Written instruction:
Reproduce each of the following entries word for word, without changing a single character.

** BEGIN Material shown **

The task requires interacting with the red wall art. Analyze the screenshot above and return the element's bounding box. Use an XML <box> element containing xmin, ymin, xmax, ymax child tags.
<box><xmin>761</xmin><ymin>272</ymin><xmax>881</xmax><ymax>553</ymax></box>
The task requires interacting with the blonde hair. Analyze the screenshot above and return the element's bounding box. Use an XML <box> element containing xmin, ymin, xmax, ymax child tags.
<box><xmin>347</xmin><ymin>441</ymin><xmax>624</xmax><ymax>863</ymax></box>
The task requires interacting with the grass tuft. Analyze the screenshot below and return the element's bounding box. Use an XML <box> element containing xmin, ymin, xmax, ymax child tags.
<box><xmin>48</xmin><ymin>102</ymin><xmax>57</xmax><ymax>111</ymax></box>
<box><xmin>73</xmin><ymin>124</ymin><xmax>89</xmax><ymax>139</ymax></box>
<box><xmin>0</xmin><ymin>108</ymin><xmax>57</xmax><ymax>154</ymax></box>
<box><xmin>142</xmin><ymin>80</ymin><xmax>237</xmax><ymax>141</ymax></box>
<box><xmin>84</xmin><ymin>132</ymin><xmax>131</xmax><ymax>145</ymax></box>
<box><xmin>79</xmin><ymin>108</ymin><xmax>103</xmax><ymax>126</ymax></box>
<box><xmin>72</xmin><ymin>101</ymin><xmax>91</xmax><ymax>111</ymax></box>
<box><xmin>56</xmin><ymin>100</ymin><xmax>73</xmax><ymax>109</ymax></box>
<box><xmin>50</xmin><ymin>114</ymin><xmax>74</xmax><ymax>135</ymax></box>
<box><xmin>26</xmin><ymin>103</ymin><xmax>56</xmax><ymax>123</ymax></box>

** END Material shown **

Task answer:
The task requires interacting with the red wall art. Analyze the screenshot above and return the element's bounding box. Use an XML <box> element containing xmin, ymin, xmax, ymax child tags.
<box><xmin>761</xmin><ymin>272</ymin><xmax>881</xmax><ymax>553</ymax></box>
The task requires interacting with the blonde hair. Analyze the screenshot above and return the element's bounding box. Use an XML <box> element containing xmin, ymin, xmax, ymax child tags.
<box><xmin>347</xmin><ymin>441</ymin><xmax>624</xmax><ymax>863</ymax></box>
The task requires interacting with the grass tuft. Analyze the screenshot below and return the element's bounding box. Use an XML <box> element containing xmin, ymin, xmax, ymax child tags.
<box><xmin>48</xmin><ymin>102</ymin><xmax>57</xmax><ymax>111</ymax></box>
<box><xmin>73</xmin><ymin>124</ymin><xmax>89</xmax><ymax>139</ymax></box>
<box><xmin>0</xmin><ymin>108</ymin><xmax>57</xmax><ymax>154</ymax></box>
<box><xmin>142</xmin><ymin>80</ymin><xmax>237</xmax><ymax>141</ymax></box>
<box><xmin>84</xmin><ymin>132</ymin><xmax>131</xmax><ymax>145</ymax></box>
<box><xmin>79</xmin><ymin>108</ymin><xmax>103</xmax><ymax>126</ymax></box>
<box><xmin>72</xmin><ymin>101</ymin><xmax>91</xmax><ymax>111</ymax></box>
<box><xmin>56</xmin><ymin>100</ymin><xmax>73</xmax><ymax>109</ymax></box>
<box><xmin>50</xmin><ymin>114</ymin><xmax>74</xmax><ymax>135</ymax></box>
<box><xmin>26</xmin><ymin>103</ymin><xmax>56</xmax><ymax>123</ymax></box>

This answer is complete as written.